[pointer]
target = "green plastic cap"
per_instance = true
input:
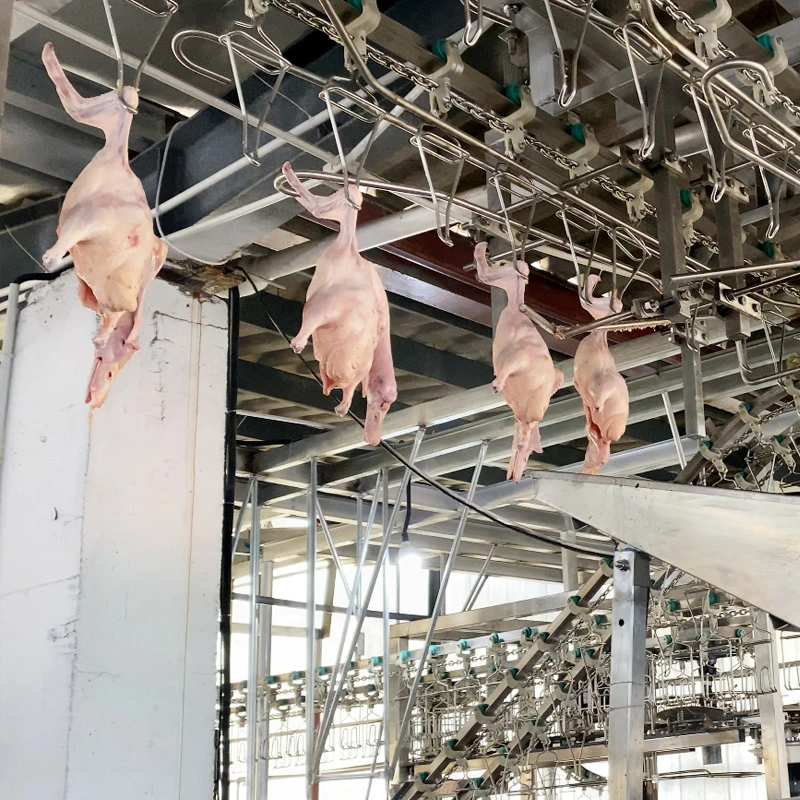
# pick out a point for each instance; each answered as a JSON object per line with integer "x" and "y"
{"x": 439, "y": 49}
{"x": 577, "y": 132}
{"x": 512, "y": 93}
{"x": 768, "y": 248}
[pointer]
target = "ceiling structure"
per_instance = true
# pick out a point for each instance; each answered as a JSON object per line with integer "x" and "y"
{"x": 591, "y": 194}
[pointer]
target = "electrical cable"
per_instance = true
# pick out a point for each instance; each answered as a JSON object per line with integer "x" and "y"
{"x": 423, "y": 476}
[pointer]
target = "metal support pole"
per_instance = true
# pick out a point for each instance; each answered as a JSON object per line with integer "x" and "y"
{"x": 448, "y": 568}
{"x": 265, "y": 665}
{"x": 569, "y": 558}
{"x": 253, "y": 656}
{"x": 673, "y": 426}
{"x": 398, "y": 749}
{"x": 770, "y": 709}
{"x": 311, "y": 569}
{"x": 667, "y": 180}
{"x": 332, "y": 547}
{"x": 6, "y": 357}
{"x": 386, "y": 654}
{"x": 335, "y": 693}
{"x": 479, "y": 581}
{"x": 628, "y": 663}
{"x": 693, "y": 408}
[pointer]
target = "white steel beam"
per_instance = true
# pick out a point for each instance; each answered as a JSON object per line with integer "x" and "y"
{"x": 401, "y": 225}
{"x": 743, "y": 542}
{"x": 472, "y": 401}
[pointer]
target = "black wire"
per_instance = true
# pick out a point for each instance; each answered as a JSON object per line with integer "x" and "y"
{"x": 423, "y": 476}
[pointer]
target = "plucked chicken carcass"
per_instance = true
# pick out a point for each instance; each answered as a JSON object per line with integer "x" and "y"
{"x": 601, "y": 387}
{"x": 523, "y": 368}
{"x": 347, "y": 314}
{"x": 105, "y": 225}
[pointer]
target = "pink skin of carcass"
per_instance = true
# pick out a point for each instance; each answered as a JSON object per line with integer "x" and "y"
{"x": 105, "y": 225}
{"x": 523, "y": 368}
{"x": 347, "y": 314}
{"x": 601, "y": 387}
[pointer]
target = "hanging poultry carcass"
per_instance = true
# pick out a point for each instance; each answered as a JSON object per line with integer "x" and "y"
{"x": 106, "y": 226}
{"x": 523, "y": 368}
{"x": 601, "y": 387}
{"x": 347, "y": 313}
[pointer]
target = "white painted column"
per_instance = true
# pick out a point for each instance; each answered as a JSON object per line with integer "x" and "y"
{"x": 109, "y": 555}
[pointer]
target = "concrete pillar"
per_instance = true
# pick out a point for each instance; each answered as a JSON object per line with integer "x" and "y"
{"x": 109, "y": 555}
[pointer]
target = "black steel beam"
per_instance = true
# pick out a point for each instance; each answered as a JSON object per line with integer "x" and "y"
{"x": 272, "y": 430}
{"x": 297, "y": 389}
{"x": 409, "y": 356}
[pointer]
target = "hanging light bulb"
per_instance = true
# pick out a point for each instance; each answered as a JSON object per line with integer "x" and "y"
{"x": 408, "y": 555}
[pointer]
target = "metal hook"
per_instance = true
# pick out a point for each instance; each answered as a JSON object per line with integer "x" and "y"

== Problem requirements ==
Pick each line holding the word "steel" out of the listing.

== Result of this exercise ==
target = "white steel beam"
target = "black steel beam"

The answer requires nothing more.